Material for this task

--

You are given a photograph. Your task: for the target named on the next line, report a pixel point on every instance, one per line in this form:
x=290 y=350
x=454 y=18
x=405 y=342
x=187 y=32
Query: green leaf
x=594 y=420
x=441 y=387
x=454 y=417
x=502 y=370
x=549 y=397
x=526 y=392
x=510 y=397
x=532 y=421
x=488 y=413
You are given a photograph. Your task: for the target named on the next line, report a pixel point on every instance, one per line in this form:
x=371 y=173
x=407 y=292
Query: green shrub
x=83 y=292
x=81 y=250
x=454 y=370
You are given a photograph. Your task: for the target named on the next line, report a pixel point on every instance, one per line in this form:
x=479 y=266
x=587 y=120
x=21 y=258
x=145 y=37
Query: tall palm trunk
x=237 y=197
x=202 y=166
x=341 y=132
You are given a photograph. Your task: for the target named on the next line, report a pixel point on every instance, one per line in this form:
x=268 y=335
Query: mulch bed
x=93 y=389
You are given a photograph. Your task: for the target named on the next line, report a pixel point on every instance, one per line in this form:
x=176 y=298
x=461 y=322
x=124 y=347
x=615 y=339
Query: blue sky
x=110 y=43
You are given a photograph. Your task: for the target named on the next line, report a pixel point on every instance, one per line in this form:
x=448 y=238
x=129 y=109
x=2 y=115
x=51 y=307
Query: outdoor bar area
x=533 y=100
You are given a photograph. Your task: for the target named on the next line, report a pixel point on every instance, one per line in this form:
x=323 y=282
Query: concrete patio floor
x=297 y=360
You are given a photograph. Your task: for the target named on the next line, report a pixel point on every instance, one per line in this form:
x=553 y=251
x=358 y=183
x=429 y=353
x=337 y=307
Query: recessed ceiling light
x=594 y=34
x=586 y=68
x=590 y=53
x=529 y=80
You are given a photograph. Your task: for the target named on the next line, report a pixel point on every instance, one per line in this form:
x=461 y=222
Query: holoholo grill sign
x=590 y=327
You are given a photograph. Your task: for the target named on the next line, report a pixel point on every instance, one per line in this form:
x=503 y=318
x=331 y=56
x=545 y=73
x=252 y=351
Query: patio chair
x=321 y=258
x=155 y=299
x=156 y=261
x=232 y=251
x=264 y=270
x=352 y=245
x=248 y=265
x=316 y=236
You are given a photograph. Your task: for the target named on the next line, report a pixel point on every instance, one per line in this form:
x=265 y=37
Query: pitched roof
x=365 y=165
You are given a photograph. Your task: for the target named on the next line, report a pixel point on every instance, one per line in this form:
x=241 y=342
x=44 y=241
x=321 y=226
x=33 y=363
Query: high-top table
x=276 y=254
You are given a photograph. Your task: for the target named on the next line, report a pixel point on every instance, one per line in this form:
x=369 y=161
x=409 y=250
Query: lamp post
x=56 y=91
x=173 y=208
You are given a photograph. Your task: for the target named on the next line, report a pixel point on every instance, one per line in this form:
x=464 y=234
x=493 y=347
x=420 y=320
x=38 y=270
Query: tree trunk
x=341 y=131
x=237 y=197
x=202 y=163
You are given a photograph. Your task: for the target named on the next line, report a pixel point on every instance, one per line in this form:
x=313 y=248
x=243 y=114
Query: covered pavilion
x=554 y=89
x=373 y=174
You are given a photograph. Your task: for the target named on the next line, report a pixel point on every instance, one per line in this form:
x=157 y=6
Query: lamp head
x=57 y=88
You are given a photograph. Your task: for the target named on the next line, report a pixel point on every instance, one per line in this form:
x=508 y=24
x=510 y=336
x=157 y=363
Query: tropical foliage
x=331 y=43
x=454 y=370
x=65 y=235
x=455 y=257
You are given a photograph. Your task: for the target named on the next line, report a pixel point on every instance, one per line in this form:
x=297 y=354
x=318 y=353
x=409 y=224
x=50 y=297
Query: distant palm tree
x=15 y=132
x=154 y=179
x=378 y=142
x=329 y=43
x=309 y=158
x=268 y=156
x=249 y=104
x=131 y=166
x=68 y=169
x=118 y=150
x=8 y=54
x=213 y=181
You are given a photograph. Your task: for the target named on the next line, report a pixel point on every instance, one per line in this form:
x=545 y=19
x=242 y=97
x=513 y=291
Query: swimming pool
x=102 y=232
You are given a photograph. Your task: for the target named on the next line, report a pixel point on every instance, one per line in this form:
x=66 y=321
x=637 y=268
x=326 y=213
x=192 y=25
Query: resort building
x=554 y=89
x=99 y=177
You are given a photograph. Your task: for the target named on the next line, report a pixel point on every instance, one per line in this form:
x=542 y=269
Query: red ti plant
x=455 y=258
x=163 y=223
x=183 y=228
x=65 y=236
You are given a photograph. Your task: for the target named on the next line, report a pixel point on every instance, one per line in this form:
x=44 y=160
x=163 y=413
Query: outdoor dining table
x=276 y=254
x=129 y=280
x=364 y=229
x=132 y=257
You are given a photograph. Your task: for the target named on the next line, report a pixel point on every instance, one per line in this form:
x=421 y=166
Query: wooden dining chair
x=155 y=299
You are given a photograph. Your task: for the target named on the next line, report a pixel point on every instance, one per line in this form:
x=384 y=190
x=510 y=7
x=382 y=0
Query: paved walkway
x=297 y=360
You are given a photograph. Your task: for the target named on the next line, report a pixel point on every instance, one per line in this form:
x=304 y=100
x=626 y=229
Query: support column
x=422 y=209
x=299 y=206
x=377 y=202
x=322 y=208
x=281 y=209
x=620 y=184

--

Exercise prompt
Please put every line of the records above into a JSON list of strings, one string per line, leaving out any blank lines.

The solution
[
  "You are given a photograph. Your task: for the target named on the next line, report a pixel point on every instance, one per line in this form:",
  "x=290 y=350",
  "x=454 y=18",
  "x=405 y=342",
  "x=187 y=32",
  "Query: green leaf",
  "x=594 y=420",
  "x=441 y=387",
  "x=454 y=417",
  "x=502 y=370",
  "x=549 y=397",
  "x=526 y=392",
  "x=510 y=397",
  "x=532 y=421",
  "x=488 y=413",
  "You are given a photograph. Your task: for the target named on the next line, report a pixel point on every instance, one per line in this form:",
  "x=371 y=173",
  "x=407 y=292",
  "Query: green shrub",
  "x=83 y=292",
  "x=81 y=250",
  "x=454 y=370",
  "You are given a photograph. Your task: for the target named on the next line, report a pixel point on every instance, one per line in this form:",
  "x=479 y=266",
  "x=587 y=120",
  "x=21 y=258",
  "x=145 y=37",
  "Query: tall palm trunk",
  "x=237 y=197",
  "x=202 y=166",
  "x=341 y=132",
  "You are given a photograph. Your task: for the target named on the next line, report a pixel point on every instance, one per line in this form:",
  "x=268 y=335",
  "Query: mulch bed",
  "x=93 y=389",
  "You are given a photograph. Your task: for the target named on the next line, report a pixel point on every instance, one per line in this form:",
  "x=176 y=298",
  "x=461 y=322",
  "x=124 y=347",
  "x=615 y=339",
  "Query: blue sky",
  "x=110 y=43",
  "You are given a photograph. Your task: for the target named on the next line, report a pixel point on every instance, one per line in this form:",
  "x=448 y=238",
  "x=129 y=109",
  "x=2 y=115",
  "x=51 y=307",
  "Query: outdoor bar area",
  "x=533 y=100",
  "You are given a photograph. Your task: for the target named on the next line, report a pixel point on every instance, one per line in this form:",
  "x=323 y=282",
  "Query: concrete patio floor",
  "x=297 y=360",
  "You are given a photograph. Your task: for the target named on the next line, report a pixel point on every instance, one per line in this form:",
  "x=553 y=251",
  "x=358 y=183",
  "x=429 y=353",
  "x=337 y=307",
  "Query: recessed ceiling light",
  "x=594 y=34",
  "x=586 y=68",
  "x=590 y=53",
  "x=529 y=80",
  "You are given a photograph. Your task: for the target named on the next line, report a pixel point on every instance, one per line in this form:",
  "x=461 y=222",
  "Query: holoholo grill sign",
  "x=590 y=327",
  "You are given a photograph. Your task: for the target named on the next line, report a pixel point on every instance, one per line in this form:",
  "x=503 y=318",
  "x=331 y=56",
  "x=545 y=73",
  "x=252 y=351",
  "Query: patio chair",
  "x=321 y=258",
  "x=155 y=299",
  "x=156 y=261",
  "x=232 y=251",
  "x=264 y=270",
  "x=352 y=245",
  "x=248 y=265",
  "x=316 y=236",
  "You are given a photograph. Your task: for the target named on the next line, report a pixel point on every instance, one per line in this form:",
  "x=265 y=37",
  "Query: pitched roof",
  "x=365 y=165",
  "You are given a photograph. Your task: for the target named on the next line, report a pixel point on every instance, one per line in this form:",
  "x=241 y=342",
  "x=44 y=241",
  "x=321 y=226",
  "x=33 y=363",
  "Query: high-top table",
  "x=276 y=254",
  "You are given a photograph. Your task: for the target named on the next line, report a pixel point on every instance, one per line in this form:",
  "x=369 y=161",
  "x=409 y=250",
  "Query: lamp post",
  "x=56 y=91",
  "x=173 y=208",
  "You are given a photograph. Your task: for the target named on the next line, report a pixel point on every instance, one per line in this form:",
  "x=464 y=234",
  "x=493 y=347",
  "x=420 y=320",
  "x=38 y=270",
  "Query: tree trunk",
  "x=341 y=131",
  "x=237 y=197",
  "x=202 y=163",
  "You are given a photograph. Your task: for the target named on the next line, report a pixel point on every instance, one per line in this form:",
  "x=313 y=248",
  "x=243 y=114",
  "Query: covered pavilion",
  "x=554 y=89",
  "x=373 y=174",
  "You are given a photograph. Your task: for the target named on the next line, report a pixel point on every instance, one per line in this form:",
  "x=157 y=6",
  "Query: lamp head",
  "x=57 y=88",
  "You are given a photograph. Your task: for the target named on the next line, report a pixel point on every instance, one per line in this form:",
  "x=508 y=24",
  "x=510 y=336",
  "x=157 y=363",
  "Query: tropical foliage",
  "x=331 y=43",
  "x=454 y=370",
  "x=65 y=235",
  "x=455 y=257",
  "You are given a photograph. Your task: for the target named on the next line, report a pixel point on every instance, one per line in this form:",
  "x=297 y=354",
  "x=318 y=353",
  "x=409 y=224",
  "x=50 y=297",
  "Query: distant palm tree",
  "x=15 y=132",
  "x=154 y=179",
  "x=378 y=142",
  "x=329 y=43",
  "x=309 y=158",
  "x=268 y=156",
  "x=249 y=104",
  "x=131 y=166",
  "x=68 y=169",
  "x=118 y=150",
  "x=8 y=54",
  "x=213 y=181",
  "You are given a photograph. Your task: for the target named on the next line, report a pixel point on every instance, one per line in this form:",
  "x=545 y=19",
  "x=242 y=97",
  "x=513 y=291",
  "Query: swimming pool",
  "x=102 y=232",
  "You are given a photograph. Your task: for the target named on the next line, report a pixel point on every instance, one per line in this form:",
  "x=66 y=321",
  "x=637 y=268",
  "x=326 y=213",
  "x=192 y=25",
  "Query: resort building",
  "x=554 y=89",
  "x=99 y=177",
  "You are given a photograph. Your task: for the target named on the next line, report a pixel point on every instance, one per line in this form:",
  "x=542 y=269",
  "Query: red ti plant",
  "x=455 y=258",
  "x=163 y=223",
  "x=183 y=228",
  "x=65 y=236",
  "You are given a photograph. Your task: for the target named on the next line, report a pixel point on every instance, one per line in this form:",
  "x=44 y=160",
  "x=163 y=413",
  "Query: outdoor dining table",
  "x=276 y=254",
  "x=129 y=280",
  "x=364 y=229",
  "x=132 y=257",
  "You are given a photograph. Your task: for the target named on the next line, report a pixel point on every instance, one per line in this form:",
  "x=421 y=166",
  "Query: wooden dining chair",
  "x=155 y=299",
  "You are given a photograph. Your task: for the target named on the next line, report a pixel point on every instance, one per line in this form:",
  "x=384 y=190",
  "x=510 y=7",
  "x=382 y=0",
  "Query: paved walkway",
  "x=297 y=360",
  "You are given a photograph. Your task: for the target named on the next line, report a pixel point on every instance, one per line in this form:",
  "x=304 y=100",
  "x=626 y=229",
  "Query: support column",
  "x=422 y=209",
  "x=299 y=206",
  "x=377 y=202",
  "x=322 y=208",
  "x=281 y=209",
  "x=620 y=184"
]